> _Do this_
Carry on the passage below on the kinds of plurality, starting right after its final sentence.

----- Extract -----

The fourth kind of plurality is that which occurs to a thing because of its genus and specific difference; this plurality comes very near to that which belongs to a thing because of its matter and form, for there are only definitions for that which is composed of matter and form, and not for simple, non-compound things, and nobody need disagree about denying a plurality through definition to the First Principle.

The fifth kind of plurality is the plurality of essence and existence. Existence in the nature of things is a logical concept which affirms the conformity of a thing outside the soul with what is inside the soul. Its meaning is synonymous with the true, and it is this that is meant by the copula in categorical propositions. The term ‘existence’ is used in two senses; the first synonymous with the true, when we ask, for instance, if something exists or not, or whether a certain thing has such and such a quality or not. The second sense stands in relation to the existing things as their genus, in the way the existent is divided into the ten categories, and into substance and accident. When by existent is understood the true, there is no plurality outside the souks when by existent is understood what is understood by entity and thing,  the term ‘existent’ is attributed essentially to God and analogically to all other things in the way warmth is attributed to fire and to all warm things? This is the theory of the philosophers.

----- Data shown -----

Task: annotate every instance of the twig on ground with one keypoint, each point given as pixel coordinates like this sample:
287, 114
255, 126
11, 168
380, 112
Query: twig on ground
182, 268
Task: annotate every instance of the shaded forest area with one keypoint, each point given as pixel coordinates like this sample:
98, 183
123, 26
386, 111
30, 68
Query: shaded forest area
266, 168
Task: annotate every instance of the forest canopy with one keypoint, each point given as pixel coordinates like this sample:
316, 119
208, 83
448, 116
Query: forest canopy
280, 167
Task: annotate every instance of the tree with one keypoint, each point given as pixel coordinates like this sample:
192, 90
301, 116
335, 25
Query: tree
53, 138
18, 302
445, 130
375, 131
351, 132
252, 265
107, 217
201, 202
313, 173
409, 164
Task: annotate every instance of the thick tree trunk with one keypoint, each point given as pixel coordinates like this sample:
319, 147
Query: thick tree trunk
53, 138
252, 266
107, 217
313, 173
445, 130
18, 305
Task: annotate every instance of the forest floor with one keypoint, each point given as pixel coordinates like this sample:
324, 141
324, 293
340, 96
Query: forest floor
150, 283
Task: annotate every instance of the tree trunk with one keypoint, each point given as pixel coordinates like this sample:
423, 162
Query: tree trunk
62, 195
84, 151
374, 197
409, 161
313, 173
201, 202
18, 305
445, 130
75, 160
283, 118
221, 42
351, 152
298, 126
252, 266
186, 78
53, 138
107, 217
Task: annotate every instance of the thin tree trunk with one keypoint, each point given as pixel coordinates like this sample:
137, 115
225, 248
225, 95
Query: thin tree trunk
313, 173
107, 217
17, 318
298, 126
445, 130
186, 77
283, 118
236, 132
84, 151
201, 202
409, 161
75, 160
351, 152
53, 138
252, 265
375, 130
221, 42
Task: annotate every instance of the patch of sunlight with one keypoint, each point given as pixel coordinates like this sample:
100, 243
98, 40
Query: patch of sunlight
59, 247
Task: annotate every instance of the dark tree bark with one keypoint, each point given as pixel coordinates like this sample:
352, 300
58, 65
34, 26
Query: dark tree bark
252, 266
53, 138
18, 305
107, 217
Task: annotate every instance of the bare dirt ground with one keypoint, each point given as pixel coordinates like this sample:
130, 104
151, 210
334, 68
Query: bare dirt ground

-----

> _Result of the task_
But Ghazali based his discussion on the doctrine of Avicenna, and this is a false doctrine, for Avicenna believed that existence is something additional to the essence outside the soul and is like an accident of the essence. And if existence were a condition for the being of the essence and a condition for the essence of the necessary existent, the necessary existent would be composed of the conditioning and the conditioned and it would be of a possible existence. Avicenna affirms also that what exists as an addition to its essence has a cause. Now, existence for Avicenna is an accident which supervenes on the essence, and to this Ghazali refers when he says:

For man before his existence has a quiddity and existence occurs to it and enters into relation with it, and in this way the triangle has a quiddity, namely, it is a figure surrounded by three sides, and existence is not a component of this quiddity, and therefore the intellect can perceive the quiddity of man and the quiddity of a triangle without knowing whether they exist in the exterior world or not.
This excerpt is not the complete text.